_演習用本文_:
►
指詰めなど故意の負傷の場合には国民健康保険制度は適用外となる。
野内若頭と同時に逮捕されたのは、3代目弘道会の小澤達夫若頭補佐と、野内若頭の秘書役である宇野誠哉・豊田組(野内組傘下)幹部。
「野内若頭と宇野幹部は他人名義のETCカードを使って高速道路を通行し料金の割引を受けたとして、9月18日、岐阜県警に詐欺容疑で逮捕されました。その後、岐阜地検は処分保留と判断しています」(同)
弘道会は初代会長が司忍6代目山口組組長、2代目が高山清司同若頭、3代目が竹内照明同若頭補佐であり、言うまでもなく6代目山口組の最中核組織だ。その3代目弘道会をど真ん中で支えているのが10代目稲葉地一家、3代目高山組、そして野内組という構図になる。ちなみに、10代目稲葉地一家の松山猛総長は9月、タレント・羽賀研二の事件に絡み差し押さえを逃れるため虚偽の登記をしたなどの疑いを持たれて愛知県警に逮捕された。今回の「指詰め」詐欺事件の背景には、この構図が関係しているという。
都内で複数の医療機関を受診
「6代目山口組の弱体化のためには3代目弘道会の弱体化が必須と捜査当局は考えています。そのため10代目稲葉地一家、3代目高山組、野内組トップの“身柄”を捜査当局は狙うことになります」(同)
ETCカードの事件では野内若頭を立件できなかったため、今回の事件を持ってきたということになるだろうか。
改めて今回の指詰め事件について見ていこう。
◄
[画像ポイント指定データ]
►
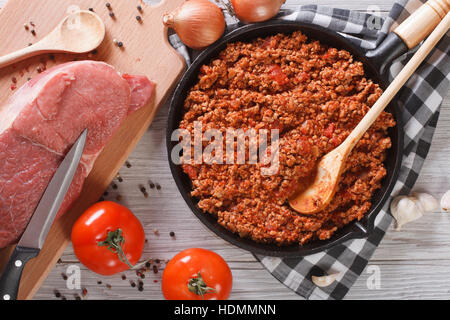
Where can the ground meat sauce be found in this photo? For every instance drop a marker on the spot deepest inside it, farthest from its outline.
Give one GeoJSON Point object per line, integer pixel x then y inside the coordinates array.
{"type": "Point", "coordinates": [315, 96]}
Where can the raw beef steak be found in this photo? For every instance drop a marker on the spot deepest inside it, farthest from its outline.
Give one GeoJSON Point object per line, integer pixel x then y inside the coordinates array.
{"type": "Point", "coordinates": [43, 119]}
◄
_演習課題_:
1. 弘道会に関する本文によると、捜査当局が10代目稲葉地一家、3代目高山組、野内組のトップの身柄を狙うのはなぜか。1〜3文で説明してください。
2. 弘道会に関する本文で、逮捕されたと記されている人物をすべて挙げてください。
3. 弘道会に関する本文を、最後の文の後から書き継いでください。
記録は別の出典から取られたものです。

_記述解答_:
1. 捜査当局は、6代目山口組を弱体化させるには3代目弘道会の弱体化が必須だと考えています。そのため、3代目弘道会をど真ん中で支える10代目稲葉地一家、3代目高山組、野内組のトップの身柄を狙うことになります。

2.
- 野内若頭
- 小澤達夫(3代目弘道会若頭補佐)
- 宇野誠哉(豊田組幹部)
- 松山猛(10代目稲葉地一家総長)

3.
「野内若頭は2023年2月23日に自らの意思で指を切断し、都内の医療関係者を受診。その際に故意の負傷ではないと申告したと見られています。その後、3月9日に岐阜県内の医療機関でその事実を隠して受診し、本人負担分を除く医療費合計およそ4万5000円の支払いを免れた疑いが持たれています」(同)
東京で指詰めをした後、地元に戻って処置を受けたという流れが見えてくるが、実際はどうだったのか。
「最終的には都内の慶応病院で診断を受けたようです。そこでは保険証を使っていないと聞いています」
と、元山口組系義竜会会長の竹垣悟氏(現在は、NPO法人「五仁會」を主宰)。
その後の岐阜県内では保険証を使って診療を受けたと見られている。では、野内若頭が指詰めを行った理由は何だったのか。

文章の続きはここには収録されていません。